*** EXCERPT TO READ Section Begins ***
Patience is a strong quality that is often underestimated and for many extremely difficult to have. It is one of those attributes that can come naturally to some and is acquired with training and self-awareness by others. What does it mean to be patient and why is it so critical?
While at a café chatting with Monica, a friend from San Francisco, we happened to talk about life and some events she recently went through, including the end of her most important relationship. Monica was born in Melbourne and moved to America many years ago. She is a beautiful and successful woman who runs her own business, is independent, and radiates positive energy. She was telling me how, over the last few months, she changed her perspective and understood the importance of being patient.
As a young girl, Monica was passionate and impulsive. The first time she visited the U.S., she was just a teenager: Some of her relatives, including her dad, had moved there and she had “a wild curiosity about the country.” She had also met an American man in Melbourne and wanted to join him, so she first arrived in St. Louis, Missouri, on a 6-month tourist visa looking for new adventures.
When her visa expired, she found herself truly wanting to return home, pining for her friends, as being very young, she felt lonely. Once home, Monica had an epiphany: “When I was filling myself with everything I thought I had missed out on, I realized that I had begun a journey and I had to keep going,” she said, and continued, “He (her boyfriend) had not wanted me to leave; he was from New York and asked me if I would think of going back.
*** EXCERPT TO READ Section Ends ***
*** RECORDED DATA Section Begins ***
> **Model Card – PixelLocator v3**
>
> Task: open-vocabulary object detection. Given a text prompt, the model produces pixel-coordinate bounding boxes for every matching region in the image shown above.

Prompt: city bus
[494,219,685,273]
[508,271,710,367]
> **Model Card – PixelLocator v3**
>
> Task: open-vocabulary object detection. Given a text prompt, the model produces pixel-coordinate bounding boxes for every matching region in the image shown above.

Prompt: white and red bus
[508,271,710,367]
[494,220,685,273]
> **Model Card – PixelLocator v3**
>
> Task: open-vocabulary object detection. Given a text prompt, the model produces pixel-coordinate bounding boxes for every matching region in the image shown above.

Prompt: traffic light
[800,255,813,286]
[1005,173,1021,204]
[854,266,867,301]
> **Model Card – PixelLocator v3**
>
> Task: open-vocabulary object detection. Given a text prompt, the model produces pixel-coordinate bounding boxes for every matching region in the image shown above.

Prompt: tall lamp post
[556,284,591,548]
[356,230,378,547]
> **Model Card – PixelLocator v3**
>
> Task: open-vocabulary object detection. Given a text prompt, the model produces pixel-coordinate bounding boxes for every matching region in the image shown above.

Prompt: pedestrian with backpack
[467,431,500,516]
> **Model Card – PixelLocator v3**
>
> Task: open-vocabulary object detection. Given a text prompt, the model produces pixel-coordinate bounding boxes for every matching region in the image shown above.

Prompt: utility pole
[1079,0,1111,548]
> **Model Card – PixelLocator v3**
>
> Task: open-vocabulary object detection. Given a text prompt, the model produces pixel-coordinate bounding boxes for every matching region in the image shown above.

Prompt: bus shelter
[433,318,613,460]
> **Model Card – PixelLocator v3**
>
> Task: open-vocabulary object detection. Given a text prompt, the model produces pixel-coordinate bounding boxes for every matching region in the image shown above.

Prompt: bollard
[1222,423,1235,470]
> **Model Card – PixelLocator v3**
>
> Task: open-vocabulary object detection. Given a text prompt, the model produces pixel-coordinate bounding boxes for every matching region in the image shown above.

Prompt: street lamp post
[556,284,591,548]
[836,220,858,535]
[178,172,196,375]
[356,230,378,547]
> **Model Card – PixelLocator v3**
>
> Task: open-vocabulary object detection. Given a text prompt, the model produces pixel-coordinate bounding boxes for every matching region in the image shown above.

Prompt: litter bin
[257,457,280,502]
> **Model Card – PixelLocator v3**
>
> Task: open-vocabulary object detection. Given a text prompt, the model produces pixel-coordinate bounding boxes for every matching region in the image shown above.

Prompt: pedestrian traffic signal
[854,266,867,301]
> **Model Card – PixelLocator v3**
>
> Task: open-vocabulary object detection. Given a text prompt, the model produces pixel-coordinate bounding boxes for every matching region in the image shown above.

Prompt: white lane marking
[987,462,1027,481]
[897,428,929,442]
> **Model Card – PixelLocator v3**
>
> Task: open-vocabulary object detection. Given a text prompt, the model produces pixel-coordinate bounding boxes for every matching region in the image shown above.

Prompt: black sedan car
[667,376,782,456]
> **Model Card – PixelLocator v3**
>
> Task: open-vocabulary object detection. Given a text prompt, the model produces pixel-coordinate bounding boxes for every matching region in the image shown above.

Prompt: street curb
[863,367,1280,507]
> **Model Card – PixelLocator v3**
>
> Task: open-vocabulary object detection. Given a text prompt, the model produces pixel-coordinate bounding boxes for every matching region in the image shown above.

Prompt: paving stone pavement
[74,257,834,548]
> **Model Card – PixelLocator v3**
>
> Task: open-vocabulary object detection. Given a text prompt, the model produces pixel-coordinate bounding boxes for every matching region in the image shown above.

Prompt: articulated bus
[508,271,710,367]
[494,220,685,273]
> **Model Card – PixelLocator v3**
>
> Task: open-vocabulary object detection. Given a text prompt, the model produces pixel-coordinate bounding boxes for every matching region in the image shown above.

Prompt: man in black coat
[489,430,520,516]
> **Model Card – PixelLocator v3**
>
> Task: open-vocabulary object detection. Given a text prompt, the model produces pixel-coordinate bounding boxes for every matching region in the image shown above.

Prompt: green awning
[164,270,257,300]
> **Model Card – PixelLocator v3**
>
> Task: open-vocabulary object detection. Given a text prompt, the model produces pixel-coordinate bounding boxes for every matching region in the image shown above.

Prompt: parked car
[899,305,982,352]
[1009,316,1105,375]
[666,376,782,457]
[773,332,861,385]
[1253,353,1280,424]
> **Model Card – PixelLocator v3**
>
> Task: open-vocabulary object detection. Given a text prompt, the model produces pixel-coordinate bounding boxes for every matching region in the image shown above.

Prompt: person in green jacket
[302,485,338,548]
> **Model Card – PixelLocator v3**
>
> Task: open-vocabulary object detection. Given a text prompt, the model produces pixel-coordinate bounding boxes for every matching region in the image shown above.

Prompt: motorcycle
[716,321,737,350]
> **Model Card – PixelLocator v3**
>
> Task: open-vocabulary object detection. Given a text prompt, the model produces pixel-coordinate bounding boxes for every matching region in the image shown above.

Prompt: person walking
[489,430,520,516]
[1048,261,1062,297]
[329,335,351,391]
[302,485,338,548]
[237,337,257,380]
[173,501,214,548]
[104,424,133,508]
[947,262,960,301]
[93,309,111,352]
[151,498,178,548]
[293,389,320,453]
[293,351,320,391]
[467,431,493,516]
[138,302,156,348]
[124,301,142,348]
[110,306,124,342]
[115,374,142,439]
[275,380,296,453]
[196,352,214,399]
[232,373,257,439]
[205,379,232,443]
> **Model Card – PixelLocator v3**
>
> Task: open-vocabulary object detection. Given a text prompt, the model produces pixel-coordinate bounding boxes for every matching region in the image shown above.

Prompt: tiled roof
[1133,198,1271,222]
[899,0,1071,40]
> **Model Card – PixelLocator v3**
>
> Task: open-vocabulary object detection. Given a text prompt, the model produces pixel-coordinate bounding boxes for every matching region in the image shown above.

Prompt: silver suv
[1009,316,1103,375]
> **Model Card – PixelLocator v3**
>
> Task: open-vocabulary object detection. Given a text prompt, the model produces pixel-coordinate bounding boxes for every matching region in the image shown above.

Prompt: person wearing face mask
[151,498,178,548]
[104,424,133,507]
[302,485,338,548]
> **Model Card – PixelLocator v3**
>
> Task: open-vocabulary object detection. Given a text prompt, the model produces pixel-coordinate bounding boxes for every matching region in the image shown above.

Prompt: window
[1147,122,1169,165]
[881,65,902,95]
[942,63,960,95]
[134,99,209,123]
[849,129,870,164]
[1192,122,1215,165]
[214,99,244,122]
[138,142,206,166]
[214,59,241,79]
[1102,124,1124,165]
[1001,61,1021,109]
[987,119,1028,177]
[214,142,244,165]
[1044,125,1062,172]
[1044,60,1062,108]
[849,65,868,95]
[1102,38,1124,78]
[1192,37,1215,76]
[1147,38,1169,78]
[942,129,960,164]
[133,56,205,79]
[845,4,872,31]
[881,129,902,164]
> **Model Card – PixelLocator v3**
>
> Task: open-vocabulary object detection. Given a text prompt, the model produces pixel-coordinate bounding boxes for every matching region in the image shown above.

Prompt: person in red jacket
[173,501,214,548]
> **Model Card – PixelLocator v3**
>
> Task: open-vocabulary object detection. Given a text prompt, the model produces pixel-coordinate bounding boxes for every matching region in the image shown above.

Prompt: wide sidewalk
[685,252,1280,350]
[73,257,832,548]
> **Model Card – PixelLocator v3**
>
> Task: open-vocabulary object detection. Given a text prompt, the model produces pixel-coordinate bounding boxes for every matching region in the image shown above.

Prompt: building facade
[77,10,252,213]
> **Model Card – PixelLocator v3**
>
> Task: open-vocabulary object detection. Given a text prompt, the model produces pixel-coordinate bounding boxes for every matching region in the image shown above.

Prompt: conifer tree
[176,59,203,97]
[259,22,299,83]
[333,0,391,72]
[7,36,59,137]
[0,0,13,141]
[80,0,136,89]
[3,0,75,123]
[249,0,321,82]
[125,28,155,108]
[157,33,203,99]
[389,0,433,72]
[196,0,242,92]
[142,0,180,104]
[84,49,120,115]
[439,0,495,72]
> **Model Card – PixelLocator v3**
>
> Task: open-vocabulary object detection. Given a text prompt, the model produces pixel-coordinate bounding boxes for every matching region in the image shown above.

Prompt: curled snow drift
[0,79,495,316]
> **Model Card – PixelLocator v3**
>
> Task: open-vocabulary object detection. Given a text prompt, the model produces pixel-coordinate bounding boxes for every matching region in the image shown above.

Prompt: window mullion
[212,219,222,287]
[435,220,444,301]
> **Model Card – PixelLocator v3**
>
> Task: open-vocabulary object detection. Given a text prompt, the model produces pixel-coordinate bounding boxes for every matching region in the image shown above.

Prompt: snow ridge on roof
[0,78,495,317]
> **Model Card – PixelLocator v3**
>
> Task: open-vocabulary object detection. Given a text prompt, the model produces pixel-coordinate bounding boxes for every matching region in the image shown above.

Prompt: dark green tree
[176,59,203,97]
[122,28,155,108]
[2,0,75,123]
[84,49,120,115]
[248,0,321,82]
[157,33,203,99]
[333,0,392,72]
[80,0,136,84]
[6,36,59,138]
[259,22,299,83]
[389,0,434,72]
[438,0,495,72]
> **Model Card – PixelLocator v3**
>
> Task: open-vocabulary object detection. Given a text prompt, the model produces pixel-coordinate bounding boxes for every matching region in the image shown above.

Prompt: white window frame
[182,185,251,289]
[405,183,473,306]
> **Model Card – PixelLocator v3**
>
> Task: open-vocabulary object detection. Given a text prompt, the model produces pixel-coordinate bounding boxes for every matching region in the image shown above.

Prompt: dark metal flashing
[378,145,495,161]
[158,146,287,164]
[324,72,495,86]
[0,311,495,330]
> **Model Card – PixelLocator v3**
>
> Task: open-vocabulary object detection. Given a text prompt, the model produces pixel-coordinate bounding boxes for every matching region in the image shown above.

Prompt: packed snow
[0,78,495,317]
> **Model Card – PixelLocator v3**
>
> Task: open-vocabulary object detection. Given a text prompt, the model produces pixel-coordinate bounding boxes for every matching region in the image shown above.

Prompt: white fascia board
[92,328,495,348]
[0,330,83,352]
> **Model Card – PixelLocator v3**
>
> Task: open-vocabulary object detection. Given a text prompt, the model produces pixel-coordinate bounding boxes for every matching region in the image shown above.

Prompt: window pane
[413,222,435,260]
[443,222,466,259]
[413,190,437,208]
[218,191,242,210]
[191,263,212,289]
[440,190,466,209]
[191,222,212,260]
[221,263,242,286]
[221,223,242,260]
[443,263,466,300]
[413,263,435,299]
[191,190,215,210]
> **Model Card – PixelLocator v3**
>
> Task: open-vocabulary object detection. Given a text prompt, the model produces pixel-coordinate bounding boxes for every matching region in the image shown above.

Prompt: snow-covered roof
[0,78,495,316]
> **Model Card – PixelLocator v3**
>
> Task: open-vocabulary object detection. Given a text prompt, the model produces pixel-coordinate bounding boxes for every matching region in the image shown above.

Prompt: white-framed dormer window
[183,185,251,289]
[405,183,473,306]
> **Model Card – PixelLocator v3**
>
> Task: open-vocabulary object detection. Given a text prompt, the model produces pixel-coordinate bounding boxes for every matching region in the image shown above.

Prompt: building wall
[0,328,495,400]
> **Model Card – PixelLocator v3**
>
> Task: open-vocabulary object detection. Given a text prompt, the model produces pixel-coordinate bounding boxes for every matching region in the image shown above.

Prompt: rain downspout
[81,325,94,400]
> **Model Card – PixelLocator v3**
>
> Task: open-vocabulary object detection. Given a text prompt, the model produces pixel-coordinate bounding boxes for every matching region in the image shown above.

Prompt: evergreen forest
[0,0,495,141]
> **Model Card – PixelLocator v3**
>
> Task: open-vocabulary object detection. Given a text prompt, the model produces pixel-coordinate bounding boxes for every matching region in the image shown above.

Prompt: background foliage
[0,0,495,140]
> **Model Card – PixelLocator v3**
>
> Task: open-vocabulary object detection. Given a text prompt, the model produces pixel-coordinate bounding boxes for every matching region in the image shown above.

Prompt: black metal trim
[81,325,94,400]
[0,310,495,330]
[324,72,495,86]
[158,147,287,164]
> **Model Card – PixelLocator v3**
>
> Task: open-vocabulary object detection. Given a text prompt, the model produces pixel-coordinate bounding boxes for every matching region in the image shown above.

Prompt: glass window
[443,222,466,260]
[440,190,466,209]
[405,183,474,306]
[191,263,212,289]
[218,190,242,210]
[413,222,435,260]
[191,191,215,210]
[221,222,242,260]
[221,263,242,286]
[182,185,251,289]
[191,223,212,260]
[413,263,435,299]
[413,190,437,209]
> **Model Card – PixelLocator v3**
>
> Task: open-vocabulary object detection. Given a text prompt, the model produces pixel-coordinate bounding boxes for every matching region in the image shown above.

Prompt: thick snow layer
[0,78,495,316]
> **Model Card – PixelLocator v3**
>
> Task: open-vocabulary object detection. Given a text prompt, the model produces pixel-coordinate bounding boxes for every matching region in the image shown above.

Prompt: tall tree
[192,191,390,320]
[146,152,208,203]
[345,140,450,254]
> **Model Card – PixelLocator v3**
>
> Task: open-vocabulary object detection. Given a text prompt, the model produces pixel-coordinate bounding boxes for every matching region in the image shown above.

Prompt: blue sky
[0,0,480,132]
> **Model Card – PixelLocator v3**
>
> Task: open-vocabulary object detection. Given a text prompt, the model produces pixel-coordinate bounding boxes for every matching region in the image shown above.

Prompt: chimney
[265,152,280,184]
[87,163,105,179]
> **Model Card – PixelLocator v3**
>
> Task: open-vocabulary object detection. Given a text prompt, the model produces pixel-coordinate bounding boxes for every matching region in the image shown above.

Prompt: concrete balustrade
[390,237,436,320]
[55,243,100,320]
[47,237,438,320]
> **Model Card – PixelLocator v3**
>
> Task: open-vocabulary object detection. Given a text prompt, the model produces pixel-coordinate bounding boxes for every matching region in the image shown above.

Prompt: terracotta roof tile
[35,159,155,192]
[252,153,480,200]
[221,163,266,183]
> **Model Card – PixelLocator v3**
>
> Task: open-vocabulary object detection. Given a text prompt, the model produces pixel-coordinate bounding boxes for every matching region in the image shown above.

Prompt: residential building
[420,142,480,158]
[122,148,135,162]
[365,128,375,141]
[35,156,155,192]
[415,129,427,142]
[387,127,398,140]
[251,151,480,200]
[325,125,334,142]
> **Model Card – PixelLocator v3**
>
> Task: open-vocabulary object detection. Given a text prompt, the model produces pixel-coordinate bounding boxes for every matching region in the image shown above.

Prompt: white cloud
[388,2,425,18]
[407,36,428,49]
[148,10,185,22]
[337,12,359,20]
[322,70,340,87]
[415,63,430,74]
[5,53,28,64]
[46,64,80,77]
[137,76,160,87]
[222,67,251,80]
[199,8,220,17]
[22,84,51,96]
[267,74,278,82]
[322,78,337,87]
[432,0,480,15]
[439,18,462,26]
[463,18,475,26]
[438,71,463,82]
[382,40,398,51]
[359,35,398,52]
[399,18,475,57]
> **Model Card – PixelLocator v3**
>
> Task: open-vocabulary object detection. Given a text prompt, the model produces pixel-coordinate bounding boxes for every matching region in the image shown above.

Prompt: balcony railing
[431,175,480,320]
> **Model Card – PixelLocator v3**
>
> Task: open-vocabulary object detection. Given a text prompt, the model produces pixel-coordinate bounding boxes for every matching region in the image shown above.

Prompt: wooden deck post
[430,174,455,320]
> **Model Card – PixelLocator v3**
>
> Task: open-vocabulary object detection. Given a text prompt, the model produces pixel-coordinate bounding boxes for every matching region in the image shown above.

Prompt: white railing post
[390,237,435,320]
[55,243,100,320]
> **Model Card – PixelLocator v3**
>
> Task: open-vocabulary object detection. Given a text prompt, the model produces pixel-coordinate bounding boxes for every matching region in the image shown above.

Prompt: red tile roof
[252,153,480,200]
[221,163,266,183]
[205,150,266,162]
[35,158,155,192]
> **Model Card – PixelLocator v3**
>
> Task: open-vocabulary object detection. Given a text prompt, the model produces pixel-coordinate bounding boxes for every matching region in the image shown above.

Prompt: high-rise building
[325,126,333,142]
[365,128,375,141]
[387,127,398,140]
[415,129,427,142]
*** RECORDED DATA Section Ends ***
** PROBLEM DETAILS **
Please print the passage on patience above word for word, starting at "While at a café" and ending at "for new adventures.".

** ANSWER TO THIS EXERCISE **
While at a café chatting with Monica, a friend from San Francisco, we happened to talk about life and some events she recently went through, including the end of her most important relationship. Monica was born in Melbourne and moved to America many years ago. She is a beautiful and successful woman who runs her own business, is independent, and radiates positive energy. She was telling me how, over the last few months, she changed her perspective and understood the importance of being patient.
As a young girl, Monica was passionate and impulsive. The first time she visited the U.S., she was just a teenager: Some of her relatives, including her dad, had moved there and she had “a wild curiosity about the country.” She had also met an American man in Melbourne and wanted to join him, so she first arrived in St. Louis, Missouri, on a 6-month tourist visa looking for new adventures.